Obtenir la plus grande tension chromatique tout en ramenant la peinture à la table rase, « à une sorte de degré zéro », telle était l'ambition de Newman depuis Onement I (1948). Cette unitude naissait d'une surface massive, brun-rouge, entaillée en son milieu d'un sillon orange, un zip. En réalité, lorsqu'on suit l'évolution de ses dessins, des pastels de 1944 aux lavis de 1960, on saisit l'apparition progressive de germinations colorées, qui gagnent de proche en proche, pour se fondre en larges aplats qu'une bande verticale ou horizontale stabilise et répartit selon une symétrie de plus en plus discrète. Mais à considérer la série des recherches formelles, des premiers grands tableaux de plus de 5 mètres (Vir Heroïcus Sublimis, 1950) aux triangles isocèles des dernières années (Jéricho, 1969), en passant par les zips isolés au cœur de la toile (The Wild, 1950) ou les noirs et blancs tragiques de Shining Forth (1961), on risque de laisser échapper la raison profonde de cet art dépouillé, où le geste lui-même s'efface. Newman n'est pas simplement le père du colored field et du minimal art, affranchissant de l'anecdote l'expression picturale aussi bien au niveau de la composition qu'au plan de la texture colorée ou de la technique de la touche. Il pensait que « la peinture devait être retirée des mains des connaisseurs », mais pas seulement pour en faire l'objet d'une jouissance immédiate et platement graphique. Ses références aux sources judaïques, sa mystique religieuse profondément inspirée par la Kabbale prouvent à l'évidence que Newman s'empressait de remettre la peinture aux mains des seuls initiés.

### Liste des tâches
- A) Répondez à ces questions en vous appuyant sur le texte sur Newman :
(i) Quelle œuvre de 1948 marque le début de l'ambition de Newman ?
(ii) Quelle toile de 1969 est citée pour les triangles isocèles des dernières années ?
(iii) Par quelle tradition la mystique religieuse de Newman est-elle profondément inspirée ?
- B) Donnez la suite du texte sur Newman en reprenant après sa dernière phrase.

### Matériel extrait
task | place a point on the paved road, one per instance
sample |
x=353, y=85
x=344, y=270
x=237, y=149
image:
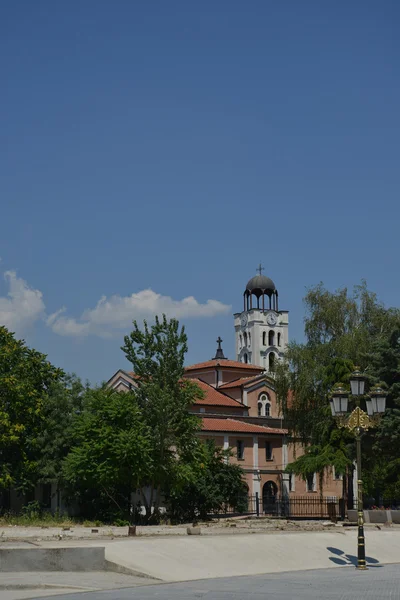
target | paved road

### Réponses par tâche
- A)
(i) Onement I.
(ii) Jéricho.
(iii) La Kabbale.

- B)
Ad Reinhardt

(Grand Palais, 22 mai-2 juillet 1973). Si l'on connaissait l'influence qu'ont exercée ses Black Paintings sur l'art minimal aux États-Unis et sur l'art conceptuel, on n'avait pu, en revanche, avoir encore une vue d'ensemble aussi nette sur une œuvre plus complexe et plus variée qu'on le pense communément, puisqu'elle va jusqu'à comprendre des dessins satiriques sur le monde artistique et scientifique. C'est ainsi qu'on découvre avec intérêt les premiers tableaux abstraits, néo-cubistes, et les collages de la période 1937-1940. Après 1945, la structure géométrique de ses compositions se développe dans de très grands formats et tend à occuper la surface entière de la toile, aboutissant à la disparition de toute organisation formelle immédiatement lisible. Dès le début des années 50, Reinhardt adopte le schéma symétrique cruciforme, auquel il restera fidèle, mais il hésitera longtemps avant d'abandonner les bleus et les rouges pour ne plus peindre que des toiles noires de format carré toujours identique : pari désespéré, qui veut tirer de la plus simple et de la plus directe expérience physique la plus haute et la plus profonde résonance spirituelle.

Quant à l'art vivant, l'art en train de se faire, on peut le dire tout entier placé sous le signe du jeu.

Agam

(musée national d'Art moderne, 6 octobre-4 décembre 1972). Ainsi les jongleries d'Agam, signalées, dès avant les portes du musée, par une sculpture-spectacle d'eau et de feu mêlés, et par ses gerbes de tubes d'acier chromé livrées à la fantaisie manipulatrice des visiteurs.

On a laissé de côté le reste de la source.